- _Activity_:
State, as a number alone, how many lines of the entries contain the word "standing".

(Point-per-instance localization data)

──────────────────────────────

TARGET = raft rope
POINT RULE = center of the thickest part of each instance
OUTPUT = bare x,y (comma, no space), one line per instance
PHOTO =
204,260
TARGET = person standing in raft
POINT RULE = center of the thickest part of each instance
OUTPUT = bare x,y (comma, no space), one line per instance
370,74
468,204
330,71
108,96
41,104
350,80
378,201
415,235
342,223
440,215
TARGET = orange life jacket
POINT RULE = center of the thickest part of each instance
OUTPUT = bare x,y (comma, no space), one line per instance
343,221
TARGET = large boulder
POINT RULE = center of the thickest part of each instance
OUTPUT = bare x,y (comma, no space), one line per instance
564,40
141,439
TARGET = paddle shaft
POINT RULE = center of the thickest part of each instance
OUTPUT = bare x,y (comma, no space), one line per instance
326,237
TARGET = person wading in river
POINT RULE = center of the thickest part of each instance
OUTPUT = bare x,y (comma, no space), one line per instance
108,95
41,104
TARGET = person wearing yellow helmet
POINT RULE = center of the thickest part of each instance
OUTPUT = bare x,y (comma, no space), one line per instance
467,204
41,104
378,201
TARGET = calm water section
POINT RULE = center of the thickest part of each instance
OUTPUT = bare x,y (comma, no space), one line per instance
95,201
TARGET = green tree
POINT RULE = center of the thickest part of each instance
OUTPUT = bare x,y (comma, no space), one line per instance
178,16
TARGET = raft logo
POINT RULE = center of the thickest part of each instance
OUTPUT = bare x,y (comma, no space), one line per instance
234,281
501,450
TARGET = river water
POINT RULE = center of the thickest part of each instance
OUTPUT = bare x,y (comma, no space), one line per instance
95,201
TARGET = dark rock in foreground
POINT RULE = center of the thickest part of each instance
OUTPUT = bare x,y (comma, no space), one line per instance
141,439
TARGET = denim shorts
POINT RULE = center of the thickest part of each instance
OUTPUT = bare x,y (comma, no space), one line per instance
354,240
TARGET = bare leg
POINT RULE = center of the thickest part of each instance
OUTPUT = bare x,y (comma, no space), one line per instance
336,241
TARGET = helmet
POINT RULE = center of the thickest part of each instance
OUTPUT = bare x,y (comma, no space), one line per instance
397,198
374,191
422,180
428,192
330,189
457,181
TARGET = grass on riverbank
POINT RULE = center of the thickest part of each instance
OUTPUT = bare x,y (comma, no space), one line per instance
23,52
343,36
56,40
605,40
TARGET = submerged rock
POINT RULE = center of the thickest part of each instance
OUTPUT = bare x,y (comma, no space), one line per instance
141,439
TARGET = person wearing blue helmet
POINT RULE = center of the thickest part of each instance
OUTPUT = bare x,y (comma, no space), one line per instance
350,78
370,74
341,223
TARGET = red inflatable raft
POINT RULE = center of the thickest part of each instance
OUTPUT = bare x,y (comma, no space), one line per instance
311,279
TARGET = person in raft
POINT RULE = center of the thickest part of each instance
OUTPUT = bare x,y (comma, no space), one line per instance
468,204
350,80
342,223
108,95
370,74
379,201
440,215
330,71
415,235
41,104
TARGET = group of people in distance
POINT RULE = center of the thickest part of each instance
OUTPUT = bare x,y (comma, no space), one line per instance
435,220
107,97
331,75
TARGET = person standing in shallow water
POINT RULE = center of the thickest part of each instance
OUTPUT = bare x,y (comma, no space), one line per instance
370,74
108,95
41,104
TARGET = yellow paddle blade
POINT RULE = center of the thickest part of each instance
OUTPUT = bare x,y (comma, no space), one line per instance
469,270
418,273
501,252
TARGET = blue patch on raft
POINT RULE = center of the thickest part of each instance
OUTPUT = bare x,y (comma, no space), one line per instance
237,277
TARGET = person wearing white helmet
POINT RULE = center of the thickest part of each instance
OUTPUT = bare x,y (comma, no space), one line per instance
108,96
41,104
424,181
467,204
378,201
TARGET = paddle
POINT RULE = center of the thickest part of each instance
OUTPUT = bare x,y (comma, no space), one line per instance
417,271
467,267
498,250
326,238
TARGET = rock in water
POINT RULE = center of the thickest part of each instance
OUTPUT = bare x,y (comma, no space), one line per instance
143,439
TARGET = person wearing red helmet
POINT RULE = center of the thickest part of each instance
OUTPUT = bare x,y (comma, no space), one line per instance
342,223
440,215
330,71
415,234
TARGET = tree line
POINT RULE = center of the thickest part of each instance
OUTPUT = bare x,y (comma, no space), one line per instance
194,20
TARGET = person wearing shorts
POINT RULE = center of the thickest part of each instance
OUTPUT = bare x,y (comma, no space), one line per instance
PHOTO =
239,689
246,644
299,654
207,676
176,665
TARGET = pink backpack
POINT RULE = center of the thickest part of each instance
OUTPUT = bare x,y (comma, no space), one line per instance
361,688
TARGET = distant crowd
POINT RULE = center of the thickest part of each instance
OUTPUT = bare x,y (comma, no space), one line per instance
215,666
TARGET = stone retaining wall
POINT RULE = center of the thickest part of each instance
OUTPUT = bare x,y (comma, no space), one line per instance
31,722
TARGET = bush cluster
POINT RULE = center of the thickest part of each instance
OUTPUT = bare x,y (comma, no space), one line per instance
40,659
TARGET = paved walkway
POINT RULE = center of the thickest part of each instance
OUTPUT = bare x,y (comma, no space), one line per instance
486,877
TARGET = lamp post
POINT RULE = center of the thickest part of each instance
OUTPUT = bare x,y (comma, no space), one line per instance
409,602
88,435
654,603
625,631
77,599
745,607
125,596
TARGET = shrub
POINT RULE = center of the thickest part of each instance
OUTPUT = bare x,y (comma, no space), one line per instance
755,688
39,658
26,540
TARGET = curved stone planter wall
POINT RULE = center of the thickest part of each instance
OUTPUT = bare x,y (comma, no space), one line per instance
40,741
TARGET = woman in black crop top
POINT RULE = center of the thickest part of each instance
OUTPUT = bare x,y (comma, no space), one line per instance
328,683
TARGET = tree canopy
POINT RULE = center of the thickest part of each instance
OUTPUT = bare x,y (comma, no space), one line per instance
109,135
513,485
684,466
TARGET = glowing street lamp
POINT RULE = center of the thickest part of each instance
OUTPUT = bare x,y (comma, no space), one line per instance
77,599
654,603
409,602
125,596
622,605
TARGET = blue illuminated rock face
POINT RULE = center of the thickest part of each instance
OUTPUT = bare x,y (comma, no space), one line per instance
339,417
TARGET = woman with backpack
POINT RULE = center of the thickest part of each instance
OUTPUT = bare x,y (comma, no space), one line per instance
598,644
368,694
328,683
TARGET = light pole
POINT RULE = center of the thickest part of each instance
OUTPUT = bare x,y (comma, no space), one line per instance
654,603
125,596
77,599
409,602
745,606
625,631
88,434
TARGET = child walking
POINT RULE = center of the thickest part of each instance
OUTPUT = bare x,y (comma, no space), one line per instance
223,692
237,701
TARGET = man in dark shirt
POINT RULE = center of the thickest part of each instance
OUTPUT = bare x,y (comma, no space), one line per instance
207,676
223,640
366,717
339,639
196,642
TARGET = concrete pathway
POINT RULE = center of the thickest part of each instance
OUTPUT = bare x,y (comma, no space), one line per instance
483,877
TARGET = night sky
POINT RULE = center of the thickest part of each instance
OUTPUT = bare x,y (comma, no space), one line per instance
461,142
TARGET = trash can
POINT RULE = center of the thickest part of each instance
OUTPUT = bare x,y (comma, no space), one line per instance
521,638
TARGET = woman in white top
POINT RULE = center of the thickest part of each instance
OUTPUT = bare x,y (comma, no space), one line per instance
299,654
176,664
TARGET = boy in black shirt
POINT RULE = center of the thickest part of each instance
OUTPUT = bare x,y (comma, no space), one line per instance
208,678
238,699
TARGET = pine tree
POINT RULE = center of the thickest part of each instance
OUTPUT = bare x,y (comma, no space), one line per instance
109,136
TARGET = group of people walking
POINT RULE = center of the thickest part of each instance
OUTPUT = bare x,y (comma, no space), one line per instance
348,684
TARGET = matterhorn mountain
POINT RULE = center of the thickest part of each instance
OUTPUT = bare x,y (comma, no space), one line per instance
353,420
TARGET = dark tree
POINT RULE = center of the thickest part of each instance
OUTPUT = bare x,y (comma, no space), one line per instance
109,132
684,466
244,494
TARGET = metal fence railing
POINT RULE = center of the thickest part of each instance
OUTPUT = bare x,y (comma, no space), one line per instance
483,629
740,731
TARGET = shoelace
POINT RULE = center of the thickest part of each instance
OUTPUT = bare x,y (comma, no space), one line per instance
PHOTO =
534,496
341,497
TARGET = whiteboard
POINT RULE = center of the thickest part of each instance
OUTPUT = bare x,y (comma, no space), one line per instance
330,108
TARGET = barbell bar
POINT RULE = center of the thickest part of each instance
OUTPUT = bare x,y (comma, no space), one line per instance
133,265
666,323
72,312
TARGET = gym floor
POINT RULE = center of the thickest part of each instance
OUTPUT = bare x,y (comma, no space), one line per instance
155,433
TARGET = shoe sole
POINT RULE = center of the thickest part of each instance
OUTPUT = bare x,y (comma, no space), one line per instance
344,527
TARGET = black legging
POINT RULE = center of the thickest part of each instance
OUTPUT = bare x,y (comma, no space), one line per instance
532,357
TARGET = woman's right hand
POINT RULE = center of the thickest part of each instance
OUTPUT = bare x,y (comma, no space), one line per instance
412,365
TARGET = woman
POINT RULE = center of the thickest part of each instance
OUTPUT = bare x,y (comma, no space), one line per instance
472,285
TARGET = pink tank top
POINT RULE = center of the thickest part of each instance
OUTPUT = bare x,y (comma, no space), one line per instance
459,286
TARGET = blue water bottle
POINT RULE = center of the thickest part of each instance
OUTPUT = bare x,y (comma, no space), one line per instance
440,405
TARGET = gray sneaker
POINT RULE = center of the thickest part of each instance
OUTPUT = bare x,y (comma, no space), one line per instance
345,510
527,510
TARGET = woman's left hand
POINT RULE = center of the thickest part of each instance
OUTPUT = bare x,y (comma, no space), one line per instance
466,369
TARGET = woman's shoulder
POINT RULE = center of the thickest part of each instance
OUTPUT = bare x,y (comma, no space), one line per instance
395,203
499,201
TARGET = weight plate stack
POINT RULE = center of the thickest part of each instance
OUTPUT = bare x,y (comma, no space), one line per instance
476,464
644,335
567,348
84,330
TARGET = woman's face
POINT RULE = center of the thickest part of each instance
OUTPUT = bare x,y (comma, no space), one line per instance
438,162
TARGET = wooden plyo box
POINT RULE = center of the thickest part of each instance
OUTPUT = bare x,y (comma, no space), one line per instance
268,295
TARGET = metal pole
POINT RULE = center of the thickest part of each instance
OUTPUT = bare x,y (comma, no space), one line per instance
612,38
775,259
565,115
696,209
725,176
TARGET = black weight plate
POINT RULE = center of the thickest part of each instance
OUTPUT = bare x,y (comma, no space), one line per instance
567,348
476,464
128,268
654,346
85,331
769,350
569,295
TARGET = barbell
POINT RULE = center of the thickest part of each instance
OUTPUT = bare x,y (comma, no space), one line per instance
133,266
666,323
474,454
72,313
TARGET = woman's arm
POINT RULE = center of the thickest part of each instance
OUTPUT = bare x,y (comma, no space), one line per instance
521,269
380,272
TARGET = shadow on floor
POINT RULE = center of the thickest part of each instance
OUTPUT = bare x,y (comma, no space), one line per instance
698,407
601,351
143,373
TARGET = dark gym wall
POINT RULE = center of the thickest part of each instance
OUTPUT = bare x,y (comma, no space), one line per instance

──────────────────────────────

- _Exercise output_:
2